Your assignment: Return each line of the records holding the string "inside".

Listed entries:
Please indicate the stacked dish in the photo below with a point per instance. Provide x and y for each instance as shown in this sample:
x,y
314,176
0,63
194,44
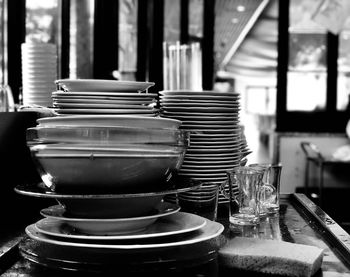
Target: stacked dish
x,y
91,96
212,118
109,174
39,71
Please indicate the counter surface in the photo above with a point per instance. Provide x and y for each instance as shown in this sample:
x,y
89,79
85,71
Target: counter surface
x,y
299,221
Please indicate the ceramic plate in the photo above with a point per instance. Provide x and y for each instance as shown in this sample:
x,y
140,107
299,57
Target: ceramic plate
x,y
174,224
101,106
110,226
104,111
110,120
103,94
102,85
210,230
100,101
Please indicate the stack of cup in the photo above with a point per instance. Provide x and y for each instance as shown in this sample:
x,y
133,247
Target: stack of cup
x,y
39,72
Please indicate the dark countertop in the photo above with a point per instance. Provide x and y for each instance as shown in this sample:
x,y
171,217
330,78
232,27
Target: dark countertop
x,y
299,221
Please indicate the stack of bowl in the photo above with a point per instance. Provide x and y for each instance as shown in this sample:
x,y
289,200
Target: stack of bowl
x,y
109,175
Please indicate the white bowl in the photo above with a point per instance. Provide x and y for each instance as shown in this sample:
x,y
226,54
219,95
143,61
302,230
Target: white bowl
x,y
117,170
107,135
110,121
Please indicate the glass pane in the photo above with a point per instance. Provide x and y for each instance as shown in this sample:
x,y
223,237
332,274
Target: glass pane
x,y
127,39
307,77
343,86
195,18
81,38
171,20
3,46
41,21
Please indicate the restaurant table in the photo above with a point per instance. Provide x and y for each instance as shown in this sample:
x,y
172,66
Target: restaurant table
x,y
299,221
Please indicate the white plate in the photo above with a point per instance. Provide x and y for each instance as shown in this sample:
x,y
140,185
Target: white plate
x,y
83,94
100,106
110,120
168,105
198,93
207,109
210,230
110,226
104,111
204,115
102,85
174,224
101,101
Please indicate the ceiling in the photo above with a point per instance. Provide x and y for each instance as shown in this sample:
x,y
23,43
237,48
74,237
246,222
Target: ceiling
x,y
246,38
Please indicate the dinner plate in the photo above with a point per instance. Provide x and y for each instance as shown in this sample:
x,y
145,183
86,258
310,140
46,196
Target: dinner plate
x,y
168,105
105,111
116,94
110,120
68,96
102,85
101,106
198,93
110,226
81,101
173,224
206,115
111,205
201,118
210,230
203,109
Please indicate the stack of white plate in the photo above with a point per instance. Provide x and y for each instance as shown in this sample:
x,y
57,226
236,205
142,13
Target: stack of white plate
x,y
213,121
89,96
39,72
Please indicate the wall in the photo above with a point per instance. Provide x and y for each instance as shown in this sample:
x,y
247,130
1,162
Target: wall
x,y
287,150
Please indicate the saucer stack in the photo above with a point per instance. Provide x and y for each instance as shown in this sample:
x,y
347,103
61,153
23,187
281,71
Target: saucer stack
x,y
92,96
39,72
212,118
109,175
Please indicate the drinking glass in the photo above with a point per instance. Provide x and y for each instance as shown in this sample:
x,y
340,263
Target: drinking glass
x,y
244,205
269,192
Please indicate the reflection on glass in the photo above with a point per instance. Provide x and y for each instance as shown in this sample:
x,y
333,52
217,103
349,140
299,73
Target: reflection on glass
x,y
306,91
81,38
171,20
307,52
3,46
300,15
41,21
343,85
127,39
195,18
307,77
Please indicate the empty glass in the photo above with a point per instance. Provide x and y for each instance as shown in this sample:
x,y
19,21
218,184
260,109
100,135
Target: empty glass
x,y
202,201
269,193
244,206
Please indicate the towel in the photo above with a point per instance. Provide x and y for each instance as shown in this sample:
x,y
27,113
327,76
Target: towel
x,y
271,257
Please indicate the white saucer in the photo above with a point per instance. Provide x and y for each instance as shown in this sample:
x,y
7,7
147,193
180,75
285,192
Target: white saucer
x,y
102,85
174,224
109,226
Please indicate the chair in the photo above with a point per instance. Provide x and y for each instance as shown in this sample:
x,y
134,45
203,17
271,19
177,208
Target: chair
x,y
314,155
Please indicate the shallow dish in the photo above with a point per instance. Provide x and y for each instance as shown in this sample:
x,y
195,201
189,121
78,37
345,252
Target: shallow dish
x,y
113,172
210,230
110,121
106,135
169,225
109,226
102,85
110,205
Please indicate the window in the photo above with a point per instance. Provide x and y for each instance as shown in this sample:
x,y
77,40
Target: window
x,y
312,84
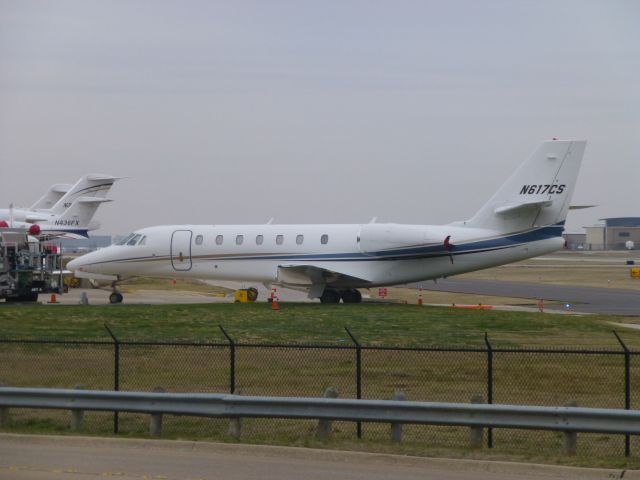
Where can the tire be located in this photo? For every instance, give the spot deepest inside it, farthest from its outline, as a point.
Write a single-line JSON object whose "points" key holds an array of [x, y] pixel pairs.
{"points": [[330, 296], [351, 296]]}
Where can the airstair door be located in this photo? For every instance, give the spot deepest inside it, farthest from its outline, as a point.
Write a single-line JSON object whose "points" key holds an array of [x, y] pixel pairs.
{"points": [[181, 250]]}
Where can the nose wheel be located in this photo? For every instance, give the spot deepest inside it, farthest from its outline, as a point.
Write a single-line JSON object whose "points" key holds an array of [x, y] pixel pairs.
{"points": [[350, 295], [116, 296]]}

Finished exercise:
Where can the tire be located in this photo? For every instance, give the spot deepest inside it, farthest from its outline, as a point.
Where can the airstair door be located in this photo? For every instance, give the spot deepest inside it, farthest from its outline, as a point.
Where can the nose wheel be located in this photo? For every instance, give the spot deepest inside it, farthest from its outline, as a point.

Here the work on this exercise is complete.